O mercado acionário, segundo Borghi, acabou tendo pouca importância no financiamento. Destaca-se que na década de 2000 houve forte recompra de ações de muitas montadoras, principalmente das japonesas. No caso das americanas, diferentemente das demais corporações, despertou a atenção um fluxo de gastos com depreciação muito maior do que os fluxos anuais de investimentos. Ou seja, tais recursos, que ficam em caixa, seriam mais que suficientes para cobrir as despesas de investimento. Parte desses recursos líquidos poderia, portanto, ser direcionada para outras atividades, inclusive em âmbito financeiro, corroborando as conclusões de uma presença marcante das finanças na dinâmica das corporações.

As empresas, sobretudo as americanas, foram as que apresentaram maior diversificação financeira, atuando não só no financiamento de veículos. Grande parte delas, por exemplo, a GMAC – braço financeiro da GM até o final de 2006 –, possuía desde 1985 atuação no mercado de hipotecas imobiliárias. Também foi afetada pela crise. No final de 2006, 51% de seu capital foi vendido para o fundo Cerberus Capital Management, o mesmo que em 2007 comprou a Chrysler, após o fim da fusão DaimlerChrysler originada em 1998.

....

• _Enunciado a_
Traduza para o inglês a frase "O mercado acionário, segundo Borghi, acabou tendo pouca importância no financiamento.", do trecho sobre o financiamento das montadoras.

....

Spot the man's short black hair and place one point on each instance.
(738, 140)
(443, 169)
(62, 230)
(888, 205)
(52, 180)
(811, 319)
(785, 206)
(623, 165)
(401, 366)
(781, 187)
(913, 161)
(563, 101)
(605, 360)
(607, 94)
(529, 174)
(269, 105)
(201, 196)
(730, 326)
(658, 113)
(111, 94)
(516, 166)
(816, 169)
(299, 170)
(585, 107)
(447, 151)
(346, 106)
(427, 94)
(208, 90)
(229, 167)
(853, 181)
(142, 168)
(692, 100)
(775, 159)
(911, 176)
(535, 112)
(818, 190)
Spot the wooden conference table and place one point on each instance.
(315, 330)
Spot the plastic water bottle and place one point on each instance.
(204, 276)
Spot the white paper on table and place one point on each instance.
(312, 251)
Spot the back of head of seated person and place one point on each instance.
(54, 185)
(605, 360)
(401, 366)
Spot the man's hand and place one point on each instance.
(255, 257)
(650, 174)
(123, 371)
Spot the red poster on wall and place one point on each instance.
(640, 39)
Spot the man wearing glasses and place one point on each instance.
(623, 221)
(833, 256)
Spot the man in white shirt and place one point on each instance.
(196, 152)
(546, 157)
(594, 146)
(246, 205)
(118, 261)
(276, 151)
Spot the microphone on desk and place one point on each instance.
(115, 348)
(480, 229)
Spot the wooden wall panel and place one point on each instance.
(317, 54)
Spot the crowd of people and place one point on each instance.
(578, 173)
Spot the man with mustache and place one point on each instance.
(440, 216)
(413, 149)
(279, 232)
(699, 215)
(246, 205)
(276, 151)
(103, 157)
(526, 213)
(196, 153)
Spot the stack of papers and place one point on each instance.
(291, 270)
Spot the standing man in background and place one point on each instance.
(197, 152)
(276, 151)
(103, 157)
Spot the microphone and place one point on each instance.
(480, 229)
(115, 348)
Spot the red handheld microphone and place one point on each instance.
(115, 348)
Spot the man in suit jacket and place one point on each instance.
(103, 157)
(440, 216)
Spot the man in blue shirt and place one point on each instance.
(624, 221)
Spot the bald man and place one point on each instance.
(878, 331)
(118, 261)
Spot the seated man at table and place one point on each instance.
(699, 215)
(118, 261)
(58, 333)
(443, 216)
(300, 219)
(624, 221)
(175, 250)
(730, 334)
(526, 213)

....

• _Enunciado b_
Disponha em uma tabela Markdown os registros que vão da linha que contém "Spot the wooden wall" até o fim dos registros, incluindo ambas as extremidades. Use as colunas Índice, com a numeração das linhas, e Conteúdo, com cada linha, e deixe de fora as linhas em branco.

• _Resposta completa a_
According to Borghi, the stock market ended up having little importance in financing.

• _Resposta completa b_
| Índice | Conteúdo |
|---|---|
| 1 | Spot the wooden wall panel and place one point on each instance. |
| 2 | (317, 54) |
| 3 | Spot the crowd of people and place one point on each instance. |
| 4 | (578, 173) |
| 5 | Spot the man with mustache and place one point on each instance. |
| 6 | (440, 216) |
| 7 | (413, 149) |
| 8 | (279, 232) |
| 9 | (699, 215) |
| 10 | (246, 205) |
| 11 | (276, 151) |
| 12 | (103, 157) |
| 13 | (526, 213) |
| 14 | (196, 153) |
| 15 | Spot the stack of papers and place one point on each instance. |
| 16 | (291, 270) |
| 17 | Spot the standing man in background and place one point on each instance. |
| 18 | (197, 152) |
| 19 | (276, 151) |
| 20 | (103, 157) |
| 21 | Spot the microphone and place one point on each instance. |
| 22 | (480, 229) |
| 23 | (115, 348) |
| 24 | Spot the red handheld microphone and place one point on each instance. |
| 25 | (115, 348) |
| 26 | Spot the man in suit jacket and place one point on each instance. |
| 27 | (103, 157) |
| 28 | (440, 216) |
| 29 | Spot the man in blue shirt and place one point on each instance. |
| 30 | (624, 221) |
| 31 | Spot the bald man and place one point on each instance. |
| 32 | (878, 331) |
| 33 | (118, 261) |
| 34 | Spot the seated man at table and place one point on each instance. |
| 35 | (699, 215) |
| 36 | (118, 261) |
| 37 | (58, 333) |
| 38 | (443, 216) |
| 39 | (300, 219) |
| 40 | (624, 221) |
| 41 | (175, 250) |
| 42 | (730, 334) |
| 43 | (526, 213) |